▸ WHAT TO WORK ON
Exactly as they appear, copy the lines of the listing from the one containing "Please provide the mask of every instance of the bird." through the final line, both included, and nothing else.

[Data records]

# # # # # # #

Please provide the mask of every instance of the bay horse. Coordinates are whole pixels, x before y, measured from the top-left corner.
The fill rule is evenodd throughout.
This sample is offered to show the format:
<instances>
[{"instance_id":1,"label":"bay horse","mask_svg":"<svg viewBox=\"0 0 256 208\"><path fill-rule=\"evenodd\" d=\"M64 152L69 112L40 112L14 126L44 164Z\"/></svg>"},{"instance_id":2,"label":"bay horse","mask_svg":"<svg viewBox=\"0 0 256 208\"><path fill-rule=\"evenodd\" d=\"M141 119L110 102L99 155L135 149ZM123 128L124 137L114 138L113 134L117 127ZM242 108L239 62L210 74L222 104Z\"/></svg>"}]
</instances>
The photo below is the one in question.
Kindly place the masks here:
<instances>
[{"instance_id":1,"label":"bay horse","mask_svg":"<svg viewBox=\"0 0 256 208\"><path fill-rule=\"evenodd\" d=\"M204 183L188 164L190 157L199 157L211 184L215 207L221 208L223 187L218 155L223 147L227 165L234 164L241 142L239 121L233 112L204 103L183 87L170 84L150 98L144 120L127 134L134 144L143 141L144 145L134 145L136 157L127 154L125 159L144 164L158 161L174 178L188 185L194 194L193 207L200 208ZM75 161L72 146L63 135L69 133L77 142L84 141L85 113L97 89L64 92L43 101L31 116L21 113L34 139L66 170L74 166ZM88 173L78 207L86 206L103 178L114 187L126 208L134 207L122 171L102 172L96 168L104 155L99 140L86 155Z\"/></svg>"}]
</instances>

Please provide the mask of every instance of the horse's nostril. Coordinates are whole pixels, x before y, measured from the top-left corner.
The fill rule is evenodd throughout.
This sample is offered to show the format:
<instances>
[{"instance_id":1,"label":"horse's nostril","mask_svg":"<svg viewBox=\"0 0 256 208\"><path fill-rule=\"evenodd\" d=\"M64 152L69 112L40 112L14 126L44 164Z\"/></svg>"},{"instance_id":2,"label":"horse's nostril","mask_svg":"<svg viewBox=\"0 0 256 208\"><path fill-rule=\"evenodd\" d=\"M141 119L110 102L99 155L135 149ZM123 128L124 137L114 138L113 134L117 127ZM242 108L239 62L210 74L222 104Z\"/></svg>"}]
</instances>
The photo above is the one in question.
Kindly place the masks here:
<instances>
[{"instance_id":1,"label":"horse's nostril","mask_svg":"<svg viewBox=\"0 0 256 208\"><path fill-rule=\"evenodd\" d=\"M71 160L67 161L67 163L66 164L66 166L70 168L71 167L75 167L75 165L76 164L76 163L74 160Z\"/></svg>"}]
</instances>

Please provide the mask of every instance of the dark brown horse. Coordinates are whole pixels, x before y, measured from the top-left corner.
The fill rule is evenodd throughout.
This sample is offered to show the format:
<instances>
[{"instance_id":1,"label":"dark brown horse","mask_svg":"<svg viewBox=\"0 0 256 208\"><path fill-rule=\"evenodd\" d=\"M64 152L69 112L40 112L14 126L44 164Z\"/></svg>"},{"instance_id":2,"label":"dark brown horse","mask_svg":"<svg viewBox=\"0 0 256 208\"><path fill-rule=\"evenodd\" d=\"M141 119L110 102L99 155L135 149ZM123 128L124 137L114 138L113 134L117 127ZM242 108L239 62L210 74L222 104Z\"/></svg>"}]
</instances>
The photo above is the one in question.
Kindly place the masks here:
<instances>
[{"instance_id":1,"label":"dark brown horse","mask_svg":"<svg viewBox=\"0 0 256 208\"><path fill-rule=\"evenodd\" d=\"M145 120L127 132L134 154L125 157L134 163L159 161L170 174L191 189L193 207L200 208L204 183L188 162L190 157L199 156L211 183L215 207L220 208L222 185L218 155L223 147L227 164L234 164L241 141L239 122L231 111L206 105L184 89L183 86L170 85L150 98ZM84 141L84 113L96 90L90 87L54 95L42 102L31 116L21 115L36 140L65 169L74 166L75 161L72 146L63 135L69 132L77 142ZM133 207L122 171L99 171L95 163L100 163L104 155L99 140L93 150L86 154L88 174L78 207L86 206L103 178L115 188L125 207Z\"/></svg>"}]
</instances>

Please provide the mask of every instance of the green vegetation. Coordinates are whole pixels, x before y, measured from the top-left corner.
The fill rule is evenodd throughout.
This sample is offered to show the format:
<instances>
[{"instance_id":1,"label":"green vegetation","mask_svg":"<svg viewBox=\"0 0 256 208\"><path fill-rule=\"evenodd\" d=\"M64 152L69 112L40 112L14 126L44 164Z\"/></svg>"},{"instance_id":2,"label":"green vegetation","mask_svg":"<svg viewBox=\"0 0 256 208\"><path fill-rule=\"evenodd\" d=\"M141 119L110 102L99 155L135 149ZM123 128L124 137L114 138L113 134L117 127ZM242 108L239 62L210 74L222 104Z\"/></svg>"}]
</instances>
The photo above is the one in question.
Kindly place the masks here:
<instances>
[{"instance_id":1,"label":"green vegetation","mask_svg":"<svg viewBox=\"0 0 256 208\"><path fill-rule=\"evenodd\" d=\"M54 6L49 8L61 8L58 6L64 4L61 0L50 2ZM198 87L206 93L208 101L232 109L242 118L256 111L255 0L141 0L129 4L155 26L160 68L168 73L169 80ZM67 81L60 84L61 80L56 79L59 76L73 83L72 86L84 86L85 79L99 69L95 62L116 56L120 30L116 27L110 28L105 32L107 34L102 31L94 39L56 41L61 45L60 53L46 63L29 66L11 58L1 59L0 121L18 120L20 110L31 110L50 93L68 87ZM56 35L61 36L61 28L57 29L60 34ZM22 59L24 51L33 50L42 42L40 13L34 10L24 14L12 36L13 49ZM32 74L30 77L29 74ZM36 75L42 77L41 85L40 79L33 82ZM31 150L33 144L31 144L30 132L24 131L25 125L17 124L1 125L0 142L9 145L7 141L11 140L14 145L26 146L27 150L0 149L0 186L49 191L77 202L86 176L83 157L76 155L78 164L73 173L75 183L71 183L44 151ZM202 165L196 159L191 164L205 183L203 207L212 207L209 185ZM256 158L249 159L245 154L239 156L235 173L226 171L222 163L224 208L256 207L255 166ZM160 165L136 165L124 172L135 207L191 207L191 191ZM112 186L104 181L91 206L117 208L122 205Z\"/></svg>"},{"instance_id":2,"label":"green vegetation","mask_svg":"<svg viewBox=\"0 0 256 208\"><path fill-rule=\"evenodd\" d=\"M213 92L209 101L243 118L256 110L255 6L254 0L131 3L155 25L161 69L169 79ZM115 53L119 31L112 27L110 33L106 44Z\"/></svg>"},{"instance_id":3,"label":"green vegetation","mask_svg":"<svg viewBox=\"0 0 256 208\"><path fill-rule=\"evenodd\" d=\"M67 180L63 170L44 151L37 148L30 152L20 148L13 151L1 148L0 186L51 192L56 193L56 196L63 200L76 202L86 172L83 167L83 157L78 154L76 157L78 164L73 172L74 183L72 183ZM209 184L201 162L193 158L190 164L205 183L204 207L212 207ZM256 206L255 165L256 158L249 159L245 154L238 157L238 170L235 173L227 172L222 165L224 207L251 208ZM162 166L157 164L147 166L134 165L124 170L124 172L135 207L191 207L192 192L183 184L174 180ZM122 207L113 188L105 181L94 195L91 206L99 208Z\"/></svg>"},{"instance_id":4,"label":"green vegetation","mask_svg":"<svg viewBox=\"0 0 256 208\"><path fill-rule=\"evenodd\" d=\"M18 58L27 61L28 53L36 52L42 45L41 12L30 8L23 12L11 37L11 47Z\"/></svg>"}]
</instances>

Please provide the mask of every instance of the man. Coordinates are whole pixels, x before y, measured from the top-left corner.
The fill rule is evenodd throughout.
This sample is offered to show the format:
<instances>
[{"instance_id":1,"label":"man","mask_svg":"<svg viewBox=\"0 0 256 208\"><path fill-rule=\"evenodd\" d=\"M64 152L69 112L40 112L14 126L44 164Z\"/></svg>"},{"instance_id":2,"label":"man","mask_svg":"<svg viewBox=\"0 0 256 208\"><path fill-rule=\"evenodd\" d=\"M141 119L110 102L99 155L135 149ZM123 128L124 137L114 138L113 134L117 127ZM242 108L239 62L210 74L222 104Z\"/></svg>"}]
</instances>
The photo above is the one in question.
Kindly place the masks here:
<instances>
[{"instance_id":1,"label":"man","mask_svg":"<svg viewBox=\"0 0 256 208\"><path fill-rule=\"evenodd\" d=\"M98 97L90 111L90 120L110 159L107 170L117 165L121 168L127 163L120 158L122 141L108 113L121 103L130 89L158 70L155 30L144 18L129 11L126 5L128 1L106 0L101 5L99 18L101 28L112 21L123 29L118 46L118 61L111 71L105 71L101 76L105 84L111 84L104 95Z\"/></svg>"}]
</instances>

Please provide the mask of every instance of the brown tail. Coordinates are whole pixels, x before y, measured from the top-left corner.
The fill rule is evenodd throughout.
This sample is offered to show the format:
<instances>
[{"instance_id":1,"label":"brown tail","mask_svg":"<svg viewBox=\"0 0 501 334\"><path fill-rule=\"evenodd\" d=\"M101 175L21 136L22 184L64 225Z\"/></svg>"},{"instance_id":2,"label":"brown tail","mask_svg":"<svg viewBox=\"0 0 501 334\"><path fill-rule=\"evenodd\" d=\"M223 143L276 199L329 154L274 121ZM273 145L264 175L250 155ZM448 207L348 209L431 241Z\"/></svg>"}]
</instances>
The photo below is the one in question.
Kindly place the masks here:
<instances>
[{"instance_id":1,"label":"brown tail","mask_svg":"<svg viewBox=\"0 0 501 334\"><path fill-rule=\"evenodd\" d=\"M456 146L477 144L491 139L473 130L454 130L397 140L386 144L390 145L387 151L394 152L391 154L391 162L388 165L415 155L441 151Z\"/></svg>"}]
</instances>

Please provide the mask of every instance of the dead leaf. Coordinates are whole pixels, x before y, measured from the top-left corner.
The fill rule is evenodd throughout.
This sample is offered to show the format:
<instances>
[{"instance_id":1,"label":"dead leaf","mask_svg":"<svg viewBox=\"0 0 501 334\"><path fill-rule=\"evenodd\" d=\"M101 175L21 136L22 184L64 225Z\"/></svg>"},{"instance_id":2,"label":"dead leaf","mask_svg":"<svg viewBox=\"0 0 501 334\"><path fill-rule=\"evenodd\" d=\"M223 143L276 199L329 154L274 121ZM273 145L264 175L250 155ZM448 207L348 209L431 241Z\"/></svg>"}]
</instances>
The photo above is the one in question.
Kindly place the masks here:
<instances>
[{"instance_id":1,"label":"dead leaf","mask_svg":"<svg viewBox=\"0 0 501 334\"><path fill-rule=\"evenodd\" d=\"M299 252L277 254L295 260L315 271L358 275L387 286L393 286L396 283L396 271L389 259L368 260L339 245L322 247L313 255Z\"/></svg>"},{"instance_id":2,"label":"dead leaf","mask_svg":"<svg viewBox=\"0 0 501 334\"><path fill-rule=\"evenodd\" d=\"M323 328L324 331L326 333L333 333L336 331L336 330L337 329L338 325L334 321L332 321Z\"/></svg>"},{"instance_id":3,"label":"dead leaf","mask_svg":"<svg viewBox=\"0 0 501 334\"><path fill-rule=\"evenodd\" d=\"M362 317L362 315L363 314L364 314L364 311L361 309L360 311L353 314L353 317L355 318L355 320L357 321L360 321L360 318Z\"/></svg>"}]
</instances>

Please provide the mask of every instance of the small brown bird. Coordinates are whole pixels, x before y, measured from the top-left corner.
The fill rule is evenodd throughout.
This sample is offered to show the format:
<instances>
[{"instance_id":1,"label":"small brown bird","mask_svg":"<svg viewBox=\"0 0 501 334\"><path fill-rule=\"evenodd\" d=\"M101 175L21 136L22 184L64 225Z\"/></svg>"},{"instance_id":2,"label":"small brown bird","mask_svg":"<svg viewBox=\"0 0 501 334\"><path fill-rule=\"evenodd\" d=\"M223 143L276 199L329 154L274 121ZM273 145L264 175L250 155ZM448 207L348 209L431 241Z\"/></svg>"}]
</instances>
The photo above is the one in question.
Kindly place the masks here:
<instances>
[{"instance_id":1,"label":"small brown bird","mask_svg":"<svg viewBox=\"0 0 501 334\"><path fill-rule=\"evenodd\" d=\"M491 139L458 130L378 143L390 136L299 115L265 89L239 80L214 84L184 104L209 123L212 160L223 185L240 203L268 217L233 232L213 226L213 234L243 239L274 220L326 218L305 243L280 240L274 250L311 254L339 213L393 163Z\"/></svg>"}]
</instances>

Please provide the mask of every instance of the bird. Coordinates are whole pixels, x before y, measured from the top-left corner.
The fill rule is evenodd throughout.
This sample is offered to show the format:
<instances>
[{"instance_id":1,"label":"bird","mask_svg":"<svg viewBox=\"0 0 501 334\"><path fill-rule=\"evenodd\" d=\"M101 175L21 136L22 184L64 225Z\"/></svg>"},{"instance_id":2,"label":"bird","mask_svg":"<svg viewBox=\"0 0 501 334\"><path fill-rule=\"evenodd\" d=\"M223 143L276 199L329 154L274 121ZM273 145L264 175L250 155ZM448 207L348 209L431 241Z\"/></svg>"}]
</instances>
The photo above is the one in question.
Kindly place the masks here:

# # # # # # #

▸ ANSWER IN FULL
Please provide the mask of every instance of the bird. Coordinates are whole pixels, x before y, measured from the top-left corner.
The fill rule is evenodd throughout.
This sample is offered to show the format:
<instances>
[{"instance_id":1,"label":"bird","mask_svg":"<svg viewBox=\"0 0 501 334\"><path fill-rule=\"evenodd\" d=\"M101 175L21 136L22 184L64 225Z\"/></svg>"},{"instance_id":2,"label":"bird","mask_svg":"<svg viewBox=\"0 0 501 334\"><path fill-rule=\"evenodd\" d=\"M223 143L276 199L329 154L274 121ZM273 145L264 175L250 155ZM448 207L348 209L431 241Z\"/></svg>"}]
</instances>
The photo above is the one in question.
Kindly place the masks here:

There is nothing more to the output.